# STATED GOAL 1
Turn the entries in the stretch from the line containing "segment farm field" through the line containing "M 251 40 L 251" into a two-column CSV with the columns request and answer, one row per request. Put each field in quotes and replace line breaks with spaces.

___ EXTRACT PROVIDED ___

It is sad that party loyalty ends with serving the morally bankrupted elites

Arms trading isnt the way to do good service only a way to continue funny buisness ,

Why are our leaders so lacking in moral fortitude , what could be the elits moral foundation that they think money [any money] becomes clean as long as your remaining loyal to your fellow thieves

Sadly, it looks likely that a compliant British government will be easily steered into closing down the Serious Fraud Office investigations into BAE's activities ,

and we wonder why so much money is spent in getting the party machine men elected ,

just to better serve the corrupt elites buying service and silence ,from those supposedly serving the common weal [under oath to god] into serving the elites who would calmly genocide all of gods creation

by endless war and personalised corruptions

Through an amendment to constitutional legislation currently before parliament, Gordon Brown will empower his Attorney General to now do this without the bothersome intervention of the high court.[but then the court itself has been a joke for too long [policing citizenry rather than policing crime [real crime]

However, BAE still faces money-laundering investigations in Switzerland and a US justice department probe. ,but no doudt that too will be hushed up by those serving the elite beast and their lobby masters

transparency is unworkable when those like Dick Olver and his board dont even think to ask themselves whether it is possible to be an ethical company and operate in the arms business ,while subverting wholesale fraud upon the worlds people.

___ MATERIAL TO PROCESS ___

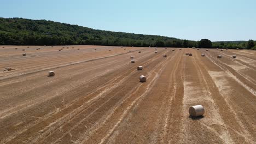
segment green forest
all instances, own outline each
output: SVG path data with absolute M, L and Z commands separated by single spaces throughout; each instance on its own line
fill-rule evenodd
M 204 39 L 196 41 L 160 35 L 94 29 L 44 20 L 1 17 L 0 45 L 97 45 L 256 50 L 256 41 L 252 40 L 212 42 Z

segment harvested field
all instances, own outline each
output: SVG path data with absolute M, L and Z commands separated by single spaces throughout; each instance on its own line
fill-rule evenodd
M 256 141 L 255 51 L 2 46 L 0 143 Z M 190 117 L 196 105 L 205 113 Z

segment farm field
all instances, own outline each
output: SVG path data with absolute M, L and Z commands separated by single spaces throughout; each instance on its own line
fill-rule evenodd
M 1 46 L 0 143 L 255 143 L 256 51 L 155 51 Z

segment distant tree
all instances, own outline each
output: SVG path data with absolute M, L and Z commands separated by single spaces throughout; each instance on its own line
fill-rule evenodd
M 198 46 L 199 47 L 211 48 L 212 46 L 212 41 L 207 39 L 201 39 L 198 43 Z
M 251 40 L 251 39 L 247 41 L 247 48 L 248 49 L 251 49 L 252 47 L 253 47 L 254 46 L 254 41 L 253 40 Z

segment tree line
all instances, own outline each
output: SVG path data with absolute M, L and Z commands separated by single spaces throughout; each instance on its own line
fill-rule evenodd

___
___ MATERIAL TO PROCESS ___

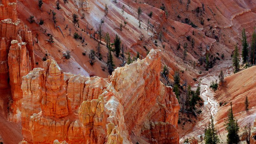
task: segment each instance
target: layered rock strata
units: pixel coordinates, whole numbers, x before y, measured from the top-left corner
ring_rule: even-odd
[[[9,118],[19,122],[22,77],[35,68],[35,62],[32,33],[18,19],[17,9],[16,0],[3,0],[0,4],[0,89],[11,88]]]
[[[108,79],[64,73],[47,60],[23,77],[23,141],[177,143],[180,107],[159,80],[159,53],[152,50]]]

___
___ MATERIAL TO PROCESS ___

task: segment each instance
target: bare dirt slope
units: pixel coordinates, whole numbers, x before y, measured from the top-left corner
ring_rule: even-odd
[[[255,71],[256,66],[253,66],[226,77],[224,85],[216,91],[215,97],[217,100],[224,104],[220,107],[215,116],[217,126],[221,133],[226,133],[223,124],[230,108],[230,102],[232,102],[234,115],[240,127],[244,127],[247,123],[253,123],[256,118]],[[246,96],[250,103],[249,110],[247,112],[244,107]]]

___

# STATED GOAL 2
Using the passage about BAE, answer these questions:
(a) Which office's investigations into BAE's activities might the British government close down?
(b) Whom will Gordon Brown empower to act without the intervention of the high court?
(c) In which country does BAE still face money-laundering investigations?

# FINISHED ANSWER 1
request,answer
"segment farm field all instances, own outline each output: SVG path data with absolute M, L and Z commands separated by single spaces throughout; each instance on its own line fill-rule evenodd","M 1 46 L 0 143 L 255 143 L 256 51 L 155 51 Z"
"segment distant tree all instances, own outline each output: SVG path data with absolute M, L and Z commands separated by single spaces throughout; each instance on its own line fill-rule evenodd","M 198 46 L 199 47 L 211 48 L 212 46 L 212 41 L 207 39 L 201 39 L 198 43 Z M 251 40 L 251 39 L 247 41 L 247 48 L 248 49 L 251 49 L 252 47 L 253 47 L 254 46 L 254 41 L 253 40 Z"

# FINISHED ANSWER 2
(a) The Serious Fraud Office
(b) His Attorney General
(c) Switzerland